Yine ey Yahudiler, hatırlayın! Bir vakit, İsrailoğullarından söz aldık ki; Allah’tan başka hiçbir şeye ibadet etmeyeceksiniz. Ana babaya, akrabalara, yetimlere, miskinlere iyilikte bulunacaksınız. İnsanlara güzel muamele edeceksiniz, namazı kılıp zekâtı vereceksiniz. Sonra az bir grup hariç hep sırt çevirdiniz. Şimdi de öylesiniz.

(Bakara 83)

Bayraktar Bayraklı Meali:

Hani biz,İsrailoğulları'ndan şöyle söz almıştık: Sadece Allah'a kulluk edeceksiniz; ana babaya, yakın akrabaya, yetimlere ve yoksullara iyilik edeceksiniz. İnsanlara doğru olanı söyleyiniz, namazı kılınız, zekatı veriniz. Sonunda azınız müstesna, yüz çevirerek dönüp gittiniz.

(Bakara 83)

Bekir Sadak Meali:

Israilogullarindan, «Allah'tan baskasina kulluk etmeyin, anne babaya, yakinlara, yetimlere, duskunlere iyilik edin, insanlarla guzel guzel konusun, namazi kilin, zekati verin» diye soz almistik. Sonra siz pek aziniz mustesna, dondunuz. Sizler zaten doneksiniz.

(Bakara 83)

Besim Atalay Meali:

Hani biz İsrail oğullarından, Allahtan özgeye tapmayın diye, anaya, ataya, hısımlara, öksüzlere, yoksullara iyilik edin, herkesle tatlı konuşun, namaz kılın, zekât verin diye bir söz almıştık; pek azınız kalıp, çoğunuz yüz döndü, siz dönek bir ulussunuz

(Bakara 83)

(Yönerge ve koşullar) Bakara 83 meallerinde "Hani biz,İsrailoğulları'ndan şöyle" ifadesiyle başlayıp "Sizler zaten doneksiniz." ifadesiyle biten bölümü aynen yeniden yazınız. Liste bu çalışmada hiçbir rol oynamamaktadır.

(Alıntılanan veriler)

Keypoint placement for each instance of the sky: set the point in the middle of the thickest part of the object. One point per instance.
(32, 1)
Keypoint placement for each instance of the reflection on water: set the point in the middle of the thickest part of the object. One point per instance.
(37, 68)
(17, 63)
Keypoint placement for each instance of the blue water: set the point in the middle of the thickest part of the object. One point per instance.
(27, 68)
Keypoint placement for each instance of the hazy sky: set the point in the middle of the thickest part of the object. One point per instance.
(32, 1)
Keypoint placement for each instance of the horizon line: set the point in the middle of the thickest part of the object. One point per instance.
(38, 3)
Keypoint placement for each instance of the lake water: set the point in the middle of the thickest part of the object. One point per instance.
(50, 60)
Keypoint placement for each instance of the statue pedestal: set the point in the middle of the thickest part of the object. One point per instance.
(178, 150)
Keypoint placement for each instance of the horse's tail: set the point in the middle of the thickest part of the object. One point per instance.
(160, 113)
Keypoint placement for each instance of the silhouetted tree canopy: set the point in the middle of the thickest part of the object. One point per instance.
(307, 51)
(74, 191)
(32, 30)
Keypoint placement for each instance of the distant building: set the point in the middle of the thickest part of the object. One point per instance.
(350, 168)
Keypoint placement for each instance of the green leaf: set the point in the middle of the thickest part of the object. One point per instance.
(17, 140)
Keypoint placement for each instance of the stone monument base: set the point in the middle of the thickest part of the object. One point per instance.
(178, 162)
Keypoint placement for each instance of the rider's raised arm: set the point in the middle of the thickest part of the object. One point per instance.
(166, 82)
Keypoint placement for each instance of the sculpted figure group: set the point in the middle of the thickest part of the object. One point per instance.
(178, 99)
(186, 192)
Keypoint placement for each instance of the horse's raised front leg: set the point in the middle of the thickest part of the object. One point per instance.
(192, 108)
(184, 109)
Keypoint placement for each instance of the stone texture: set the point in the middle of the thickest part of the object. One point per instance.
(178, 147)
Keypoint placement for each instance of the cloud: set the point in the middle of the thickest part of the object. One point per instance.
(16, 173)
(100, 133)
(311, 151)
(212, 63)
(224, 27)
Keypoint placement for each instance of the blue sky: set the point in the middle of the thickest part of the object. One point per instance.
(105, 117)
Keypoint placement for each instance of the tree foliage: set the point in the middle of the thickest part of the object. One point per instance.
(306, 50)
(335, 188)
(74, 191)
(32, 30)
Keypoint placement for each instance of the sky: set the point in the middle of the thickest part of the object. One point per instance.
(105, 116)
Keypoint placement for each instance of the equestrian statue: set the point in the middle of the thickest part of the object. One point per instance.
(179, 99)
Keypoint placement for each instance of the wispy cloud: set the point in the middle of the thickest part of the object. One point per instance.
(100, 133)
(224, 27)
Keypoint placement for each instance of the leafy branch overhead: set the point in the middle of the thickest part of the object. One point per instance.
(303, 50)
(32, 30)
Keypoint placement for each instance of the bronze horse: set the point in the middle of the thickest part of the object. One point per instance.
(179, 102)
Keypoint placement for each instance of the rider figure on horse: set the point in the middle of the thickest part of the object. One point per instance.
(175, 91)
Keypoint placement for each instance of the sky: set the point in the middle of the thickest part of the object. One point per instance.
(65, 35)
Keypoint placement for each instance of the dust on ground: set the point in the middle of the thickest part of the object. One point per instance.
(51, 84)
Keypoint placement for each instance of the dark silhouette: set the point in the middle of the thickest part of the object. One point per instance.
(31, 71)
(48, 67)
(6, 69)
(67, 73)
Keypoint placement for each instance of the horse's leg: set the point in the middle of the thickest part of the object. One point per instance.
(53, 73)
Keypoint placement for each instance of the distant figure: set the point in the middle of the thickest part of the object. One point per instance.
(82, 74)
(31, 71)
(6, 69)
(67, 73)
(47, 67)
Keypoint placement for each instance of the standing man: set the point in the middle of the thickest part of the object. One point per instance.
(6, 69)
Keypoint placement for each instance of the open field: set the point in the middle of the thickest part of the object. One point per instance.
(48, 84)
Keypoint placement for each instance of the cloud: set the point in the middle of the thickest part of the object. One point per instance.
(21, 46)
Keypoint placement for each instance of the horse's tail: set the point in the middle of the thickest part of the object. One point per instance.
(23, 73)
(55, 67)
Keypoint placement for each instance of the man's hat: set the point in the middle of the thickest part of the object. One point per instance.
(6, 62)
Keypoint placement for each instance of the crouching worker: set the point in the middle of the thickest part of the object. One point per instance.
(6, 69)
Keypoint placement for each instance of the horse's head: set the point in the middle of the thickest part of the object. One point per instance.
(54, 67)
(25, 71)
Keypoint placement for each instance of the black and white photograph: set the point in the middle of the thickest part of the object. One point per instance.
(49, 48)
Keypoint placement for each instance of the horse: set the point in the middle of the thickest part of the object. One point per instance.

(Doğru çıktı)
Hani biz,İsrailoğulları'ndan şöyle söz almıştık: Sadece Allah'a kulluk edeceksiniz; ana babaya, yakın akrabaya, yetimlere ve yoksullara iyilik edeceksiniz. İnsanlara doğru olanı söyleyiniz, namazı kılınız, zekatı veriniz. Sonunda azınız müstesna, yüz çevirerek dönüp gittiniz.

(Bakara 83)

Bekir Sadak Meali:

Israilogullarindan, «Allah'tan baskasina kulluk etmeyin, anne babaya, yakinlara, yetimlere, duskunlere iyilik edin, insanlarla guzel guzel konusun, namazi kilin, zekati verin» diye soz almistik. Sonra siz pek aziniz mustesna, dondunuz. Sizler zaten doneksiniz.